## SELECTED PASSAGE
════════════════

Blithely somehow including:
"Although I oppose actions against civilian targets on general principle..."
and..
"It's a damn shame that things got as bad as they did over in the North, as there's a lot of common ground overlooked between the factionalism."
"...every misstep or bit of wrongdoing." Like murder, you mean. Or like the fact that Catholics who joined the army or the police in the early 1960s are STILL prevented from entering Northern Ireland (because they and their families will be killed by the IRA).
I agree about Paisley, by the way. I read with horror that Blair decided that the way to get through to him was by appealing to his religion, and apparently the pair of them exchange religious books on a regular basis.
I am responding to you in this way because you are an American, not because you are 'Irish'. The minute someone attacks America and Americans, you lot go beserk. We might have behaved appallingly over Ireland, but even the Black and Tans' killing spree was minimal compared to the American reaction to the the WTC attack.
You might not be a supporter of the war on terror, any more than I am a supporter of UVF atrocities (or Blair's dismal pandering to Bush), but it really rankles when I hear Americans showing their 'solidarity' with the IRA. As a Briton, and specifically one who lived most of his life in Birmingham, I was a target for the people you admire so much - even if you have a few, erm, reservations, about their methods - put my neighbours down as collateral damage, eh?
As I said before, as an anti-colonialist, you should show equal, and vocal, support for Al Qaeda, as you do for the IRA. You should be dancing in the streets with those in the Muslim world who celebrate every death of an American in Iraq.
"...every misstep or bit of wrongdoing."
I was actually referring to the post Good Friday obstructionalist tactics. That irritating double standard where Sinn Fein(technically the "political wing of the IRA" but I assume we can both agree that the IRA is not a monolithic entity with any central control at this point) was expected to be answerable for everything, while Paisely's crowd was not -- even though the nastiness since then has been pretty equally divided between the two sides. If there's going to be fair resolution to the Troubles, they need to apply some fairness going in.
I do not -- in any form, for any reason -- endorse violence against civilians. Even from the most ruthless pragmatic perspective, it simply doesn't work, and in the case of the North, only played nicely into the reactionaries' hands and prolonged things.
(It's happening today in Iraq, where no one here seems to grasp the fact that civilian casualities make a great recruiting tool for the insurgents. Attacks on civilians by insurgents are a calculated attempt to incite a civil war by the same logic.)
It never should have gotten to this point in the first place, and probably wouldn't have, if the British didn't employ a divide and rule policy in the area that ended up slipping its lead and going feral. And yet the leadership in London act all perplexed how things could have gotten out of hand...
I know of the sorts of American you refer to, but I'm not one of them, nor are they socialist. They're mostly second and third generation Irish Americans who rediscovered their roots (meaning they painted a shamrock on the side of their tradesmen's vans) and holler "Up the 'RA" without having a fucking clue what it even means.
As for Al Qaeda and IRA violence, there's no excuse for either, but there's a tendency to want to swat mosquitos without ever considering the nearby swamp that breeds them.
Fair point. The (protestant) Belfast novelist Glenn Paterson once said that he couldn't understand why Paisley was against a united Ireland. "He'd fucking love it in the Dail."

════════════════

## THE RECORDS
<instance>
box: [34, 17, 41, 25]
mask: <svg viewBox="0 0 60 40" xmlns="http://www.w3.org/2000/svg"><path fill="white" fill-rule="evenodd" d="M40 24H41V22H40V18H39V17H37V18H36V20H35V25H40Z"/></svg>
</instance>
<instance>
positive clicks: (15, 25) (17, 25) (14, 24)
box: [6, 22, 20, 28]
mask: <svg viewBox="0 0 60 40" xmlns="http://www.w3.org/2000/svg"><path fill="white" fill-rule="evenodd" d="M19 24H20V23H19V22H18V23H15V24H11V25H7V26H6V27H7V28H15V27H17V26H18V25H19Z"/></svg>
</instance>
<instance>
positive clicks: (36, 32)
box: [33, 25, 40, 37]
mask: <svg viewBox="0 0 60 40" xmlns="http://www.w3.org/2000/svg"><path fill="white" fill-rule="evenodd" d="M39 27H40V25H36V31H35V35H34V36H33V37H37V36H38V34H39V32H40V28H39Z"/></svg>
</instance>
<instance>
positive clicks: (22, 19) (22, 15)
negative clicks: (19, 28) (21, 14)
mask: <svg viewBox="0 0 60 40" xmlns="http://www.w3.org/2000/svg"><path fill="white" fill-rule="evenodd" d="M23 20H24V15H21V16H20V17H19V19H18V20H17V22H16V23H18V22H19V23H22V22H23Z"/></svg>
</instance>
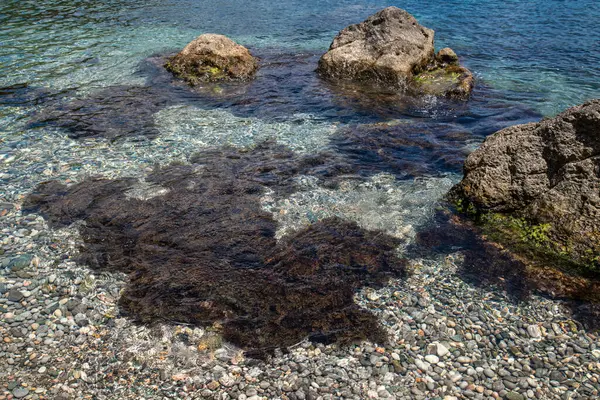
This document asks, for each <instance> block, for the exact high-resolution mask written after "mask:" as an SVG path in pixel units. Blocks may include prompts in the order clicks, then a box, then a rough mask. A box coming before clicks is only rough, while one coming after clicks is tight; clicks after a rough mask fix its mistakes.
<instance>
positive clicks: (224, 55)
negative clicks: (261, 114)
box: [165, 33, 258, 86]
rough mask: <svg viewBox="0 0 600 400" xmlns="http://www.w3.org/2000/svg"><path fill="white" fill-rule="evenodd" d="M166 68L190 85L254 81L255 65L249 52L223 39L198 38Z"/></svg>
mask: <svg viewBox="0 0 600 400" xmlns="http://www.w3.org/2000/svg"><path fill="white" fill-rule="evenodd" d="M165 68H166V69H167V70H169V71H171V72H172V73H173V74H175V76H177V77H179V78H181V79H184V80H185V81H186V82H188V83H189V84H190V85H192V86H193V85H197V84H199V83H201V82H219V81H245V80H249V79H251V78H253V77H254V75H255V73H256V71H257V69H258V61H257V59H256V58H255V57H253V56H252V54H250V51H249V50H248V49H247V48H245V47H244V46H241V45H239V44H237V43H235V42H234V41H233V40H231V39H229V38H228V37H226V36H223V35H217V34H212V33H207V34H203V35H200V36H198V37H197V38H196V39H194V40H193V41H192V42H190V43H189V44H188V45H187V46H185V47H184V48H183V50H181V52H179V53H178V54H177V55H175V56H173V57H172V58H171V59H169V61H168V62H167V63H166V64H165Z"/></svg>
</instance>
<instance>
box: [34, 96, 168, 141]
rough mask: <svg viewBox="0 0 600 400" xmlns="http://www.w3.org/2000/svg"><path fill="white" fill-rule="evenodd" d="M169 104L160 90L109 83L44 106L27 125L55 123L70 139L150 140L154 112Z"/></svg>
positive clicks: (154, 130)
mask: <svg viewBox="0 0 600 400" xmlns="http://www.w3.org/2000/svg"><path fill="white" fill-rule="evenodd" d="M170 104H172V101H171V98H170V97H169V96H167V94H166V93H164V92H163V91H162V90H160V89H155V88H152V87H148V86H127V85H119V86H109V87H106V88H104V89H102V90H99V91H97V92H94V93H91V94H89V95H88V96H86V97H78V98H75V99H71V100H69V101H67V102H58V103H56V104H53V105H52V106H50V107H47V108H46V109H44V110H42V111H41V112H40V113H39V114H37V115H35V116H34V117H33V118H32V122H31V124H30V126H36V125H41V124H43V125H51V126H57V127H60V128H62V129H64V130H65V131H67V132H68V136H69V137H70V138H72V139H84V138H91V137H104V138H107V139H111V140H115V139H119V138H128V137H146V138H149V139H152V138H155V137H156V136H158V135H159V131H158V129H157V127H156V125H155V122H154V115H155V114H156V113H157V112H158V111H160V110H161V109H163V108H164V107H167V106H168V105H170Z"/></svg>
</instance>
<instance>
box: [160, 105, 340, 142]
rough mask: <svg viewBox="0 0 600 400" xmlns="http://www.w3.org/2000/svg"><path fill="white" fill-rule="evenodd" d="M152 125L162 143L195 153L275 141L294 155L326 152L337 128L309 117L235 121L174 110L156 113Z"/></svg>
mask: <svg viewBox="0 0 600 400" xmlns="http://www.w3.org/2000/svg"><path fill="white" fill-rule="evenodd" d="M155 123H156V124H157V126H158V127H159V130H160V131H161V134H162V135H161V136H162V140H163V141H165V142H173V141H184V142H186V143H187V144H188V145H190V146H194V147H197V148H198V149H200V148H204V147H210V146H221V145H230V146H235V147H246V146H251V145H254V144H257V143H260V142H263V141H265V140H272V139H274V140H276V141H277V142H278V143H281V144H284V145H286V146H288V147H289V148H291V149H292V150H294V151H296V152H302V153H306V152H315V151H319V150H321V149H323V148H325V147H326V146H327V144H328V139H329V136H331V135H332V134H333V133H334V132H335V131H336V129H337V124H334V123H331V122H326V121H322V120H319V119H317V118H315V117H314V116H312V115H308V114H296V115H292V116H290V117H289V119H287V120H284V121H269V120H262V119H258V118H242V117H237V116H235V115H233V114H231V113H230V112H228V111H225V110H218V109H217V110H203V109H200V108H197V107H192V106H173V107H168V108H165V109H163V110H161V111H159V112H158V113H157V114H156V116H155Z"/></svg>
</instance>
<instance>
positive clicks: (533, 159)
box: [450, 100, 600, 271]
mask: <svg viewBox="0 0 600 400" xmlns="http://www.w3.org/2000/svg"><path fill="white" fill-rule="evenodd" d="M599 132H600V100H592V101H589V102H587V103H585V104H583V105H580V106H576V107H573V108H570V109H568V110H566V111H564V112H563V113H561V114H559V115H558V116H556V117H555V118H551V119H545V120H542V121H541V122H539V123H530V124H524V125H516V126H513V127H510V128H506V129H503V130H501V131H499V132H496V133H495V134H493V135H492V136H490V137H488V138H487V139H486V141H485V142H484V143H483V144H482V145H481V147H480V148H479V149H478V150H477V151H475V152H473V153H472V154H471V155H469V157H468V158H467V160H466V162H465V166H464V178H463V180H462V181H461V182H460V183H459V184H458V185H457V186H455V187H454V188H453V189H452V191H451V193H450V198H451V199H452V200H453V201H454V202H455V203H456V204H458V205H459V208H461V209H462V210H464V211H466V212H468V213H471V214H479V213H487V214H488V216H487V217H486V218H487V222H488V225H489V224H494V225H496V226H497V227H499V228H500V229H501V230H503V231H505V232H506V233H507V235H511V234H512V235H513V236H521V237H523V239H524V240H525V241H528V242H530V243H531V244H532V245H533V246H535V247H538V248H540V249H547V250H549V251H552V252H553V253H554V254H555V255H556V256H557V258H569V259H571V260H573V261H575V262H576V263H580V264H582V265H584V266H586V267H589V268H591V269H593V270H596V271H598V270H599V268H600V135H599V134H598V133H599Z"/></svg>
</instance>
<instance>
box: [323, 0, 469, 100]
mask: <svg viewBox="0 0 600 400" xmlns="http://www.w3.org/2000/svg"><path fill="white" fill-rule="evenodd" d="M433 39H434V32H433V30H431V29H428V28H426V27H424V26H422V25H420V24H419V23H418V22H417V20H416V19H415V17H413V16H412V15H411V14H409V13H408V12H406V11H404V10H402V9H399V8H397V7H388V8H386V9H384V10H381V11H379V12H378V13H376V14H374V15H372V16H370V17H369V18H367V19H366V20H365V21H364V22H361V23H359V24H355V25H350V26H348V27H347V28H345V29H343V30H342V31H341V32H340V33H339V34H338V35H337V36H336V37H335V38H334V40H333V42H332V43H331V46H330V48H329V51H328V52H327V53H325V54H324V55H323V56H322V57H321V59H320V60H319V66H318V69H317V71H318V72H319V74H320V75H321V76H323V77H325V78H328V79H332V80H342V81H353V82H359V83H368V84H377V85H382V86H384V87H386V88H389V87H390V86H391V87H393V88H399V89H403V90H408V91H411V90H412V91H415V92H418V93H427V94H434V95H441V96H450V97H459V98H467V97H468V96H469V94H470V91H471V89H472V87H473V76H472V75H471V73H470V72H469V71H468V70H467V69H466V68H463V67H460V66H458V58H457V57H456V54H455V53H454V52H453V51H452V50H451V49H444V50H443V52H442V53H441V56H440V60H441V61H438V58H437V57H436V55H435V50H434V40H433ZM452 54H453V55H454V57H455V59H454V60H453V62H452V63H447V61H448V59H449V58H448V57H447V56H448V55H449V56H451V55H452ZM449 66H451V67H452V68H453V70H452V71H447V70H446V67H449ZM423 73H428V74H427V75H420V74H423ZM455 87H460V88H461V89H460V90H455ZM465 89H466V90H465ZM463 92H464V93H463Z"/></svg>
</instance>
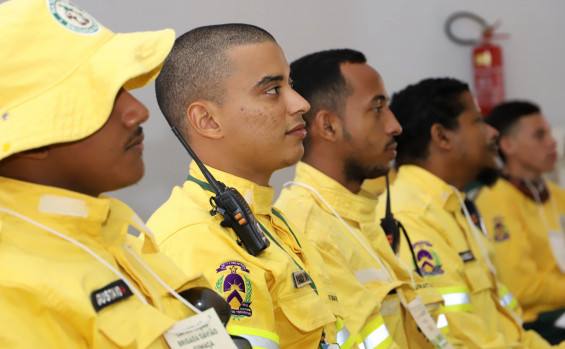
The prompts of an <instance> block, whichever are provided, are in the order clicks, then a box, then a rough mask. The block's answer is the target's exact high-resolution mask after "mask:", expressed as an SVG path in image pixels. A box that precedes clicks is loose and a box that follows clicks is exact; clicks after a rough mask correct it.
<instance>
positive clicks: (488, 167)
mask: <svg viewBox="0 0 565 349" xmlns="http://www.w3.org/2000/svg"><path fill="white" fill-rule="evenodd" d="M500 174H501V173H500V170H499V169H498V168H495V167H486V168H483V169H482V170H481V172H479V174H478V175H477V178H476V179H475V180H476V181H477V182H479V183H480V184H482V185H486V186H488V187H491V186H493V185H494V183H496V181H497V180H498V178H499V177H500Z"/></svg>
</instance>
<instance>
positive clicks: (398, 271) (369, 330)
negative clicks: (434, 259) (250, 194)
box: [275, 162, 446, 348]
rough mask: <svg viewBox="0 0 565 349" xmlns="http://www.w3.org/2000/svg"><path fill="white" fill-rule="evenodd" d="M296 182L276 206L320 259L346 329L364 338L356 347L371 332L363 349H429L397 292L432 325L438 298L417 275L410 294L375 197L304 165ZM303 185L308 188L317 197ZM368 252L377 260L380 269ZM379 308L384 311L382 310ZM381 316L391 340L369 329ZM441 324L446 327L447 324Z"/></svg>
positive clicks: (309, 190) (298, 172) (276, 202)
mask: <svg viewBox="0 0 565 349" xmlns="http://www.w3.org/2000/svg"><path fill="white" fill-rule="evenodd" d="M294 181H295V182H298V183H297V184H292V185H291V186H289V187H287V188H285V189H283V191H282V192H281V195H280V197H279V199H278V200H277V202H276V205H275V206H276V207H277V208H279V209H280V210H281V211H283V212H284V213H285V214H286V215H287V217H289V219H291V220H292V221H293V223H294V224H295V225H297V226H298V227H299V229H300V230H303V231H305V233H306V235H307V237H308V238H309V239H310V240H311V241H312V242H313V243H314V245H315V246H316V248H317V249H318V251H319V252H320V254H321V255H322V256H323V258H324V261H325V263H326V265H327V266H328V271H329V272H330V276H331V277H332V279H333V284H334V286H335V289H336V292H337V293H338V297H339V299H340V304H341V306H342V310H343V312H344V314H345V316H346V319H345V323H346V325H347V327H348V328H349V329H350V330H351V331H352V332H359V333H362V335H361V336H360V338H359V339H360V342H362V341H363V340H365V336H368V335H369V334H371V333H372V332H375V333H379V334H380V337H379V341H377V342H376V343H375V342H373V344H374V345H373V346H367V345H365V348H369V347H371V348H374V347H377V348H381V347H385V348H386V347H389V346H390V345H391V343H392V339H394V342H396V344H397V345H398V346H399V347H401V348H427V347H433V345H431V343H429V342H428V341H427V339H426V338H425V337H424V336H423V335H422V333H421V332H419V331H418V330H417V326H416V324H415V323H414V321H413V319H412V318H411V317H410V315H406V310H405V309H402V307H401V306H400V304H399V303H400V302H399V299H398V294H397V293H400V294H402V295H403V296H404V297H405V299H406V300H407V301H408V302H410V301H412V300H413V299H414V298H415V297H416V296H417V295H419V296H420V297H421V298H422V299H423V301H424V304H426V305H428V307H429V308H430V309H431V310H432V313H434V315H435V319H436V320H437V315H438V311H439V307H440V303H441V302H442V298H441V295H440V294H439V293H437V292H436V291H435V290H434V289H433V288H432V287H431V285H430V284H429V283H426V282H424V281H423V280H422V279H419V278H417V276H415V279H416V281H415V282H416V283H417V285H418V286H419V290H420V291H419V292H418V293H416V292H415V291H414V288H413V287H412V284H411V279H410V274H409V273H410V272H411V271H410V270H409V271H406V270H405V269H404V267H402V266H401V264H400V263H399V262H398V260H397V259H396V257H395V256H394V253H393V252H392V249H391V248H390V246H389V244H388V242H387V240H386V237H385V234H384V232H383V231H382V230H381V227H380V221H379V220H378V219H377V217H376V215H375V207H376V204H377V199H376V196H374V195H371V194H369V193H367V192H364V191H361V193H359V194H353V193H351V192H350V191H349V190H347V189H346V188H345V187H343V186H342V185H340V184H339V183H337V182H336V181H334V180H333V179H331V178H330V177H328V176H326V175H325V174H323V173H322V172H320V171H318V170H316V169H315V168H313V167H312V166H310V165H308V164H306V163H303V162H299V163H298V166H297V168H296V177H295V179H294ZM301 184H302V185H306V186H309V187H311V188H312V189H314V190H315V191H316V192H317V193H318V194H319V195H320V196H321V197H319V196H318V195H317V194H316V193H315V192H314V190H312V189H309V188H306V187H304V186H302V185H301ZM323 200H325V201H326V203H327V204H328V205H329V206H331V208H330V207H329V206H328V205H326V203H324V201H323ZM332 209H333V210H335V213H337V215H339V217H340V218H342V219H343V222H342V221H340V219H339V218H338V217H337V216H336V215H335V214H334V213H333V212H332ZM344 223H345V224H347V227H346V225H345V224H344ZM348 227H349V229H351V231H353V232H354V233H355V235H357V237H355V236H354V234H353V233H352V232H351V231H350V230H349V229H348ZM357 238H359V240H358V239H357ZM369 238H379V246H378V249H379V251H375V250H374V249H373V247H372V246H371V243H370V241H369ZM363 245H365V246H366V248H365V247H363ZM367 249H369V250H370V251H371V253H373V255H376V256H378V257H379V258H380V260H381V264H379V262H377V261H376V260H375V258H374V257H373V256H372V255H371V253H370V252H368V251H367ZM391 264H392V265H393V267H391ZM381 304H384V306H383V307H381ZM381 313H382V316H384V322H385V323H386V326H387V327H388V329H389V330H390V333H391V335H392V336H391V337H392V338H389V337H388V336H386V334H388V332H385V331H384V329H377V328H371V325H372V324H373V323H374V322H375V321H376V319H379V318H381ZM406 320H407V321H406ZM442 323H443V324H444V325H445V324H446V323H445V321H443V322H442ZM363 334H365V336H364V335H363ZM373 337H375V335H373Z"/></svg>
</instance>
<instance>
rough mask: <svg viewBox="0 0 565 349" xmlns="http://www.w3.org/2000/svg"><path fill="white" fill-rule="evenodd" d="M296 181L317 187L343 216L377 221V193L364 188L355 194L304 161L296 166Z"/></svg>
mask: <svg viewBox="0 0 565 349" xmlns="http://www.w3.org/2000/svg"><path fill="white" fill-rule="evenodd" d="M295 181H296V182H300V183H303V184H306V185H309V186H311V187H314V188H316V190H317V191H318V193H319V194H320V195H321V196H322V197H323V198H324V199H325V200H326V201H327V202H328V203H329V204H330V205H331V206H332V208H333V209H334V210H335V211H336V212H337V213H338V214H339V215H340V216H341V217H343V218H347V219H349V220H352V221H355V222H359V223H360V222H374V221H375V217H376V212H375V208H376V206H377V203H378V200H377V197H376V196H375V195H372V194H371V193H369V192H366V191H364V190H361V191H360V192H359V193H358V194H354V193H352V192H351V191H349V189H347V188H346V187H344V186H343V185H341V184H340V183H338V182H337V181H336V180H334V179H332V178H330V177H329V176H327V175H326V174H324V173H323V172H321V171H319V170H317V169H315V168H314V167H312V166H310V165H308V164H306V163H304V162H302V161H301V162H299V163H298V165H297V167H296V177H295ZM312 196H313V197H314V198H315V200H316V201H317V202H318V203H319V205H320V207H322V208H323V209H324V210H326V211H327V212H329V213H331V210H330V209H329V208H328V207H327V206H326V205H325V204H324V203H323V202H321V200H320V199H319V198H318V197H317V195H315V194H313V195H312Z"/></svg>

════════════════

## EXERCISES TO COMPLETE
- 1) In the exchange about Northern Ireland, in which city does the British participant say they lived for most of their life?
- 2) Count the lines of the entries that contain the string "block", treating uppercase and lowercase as different, and give only the number.
The entries are unrelated to the exchange about Northern Ireland.

## PER-TASK OUTPUTS
- 1) Birmingham

- 2) 2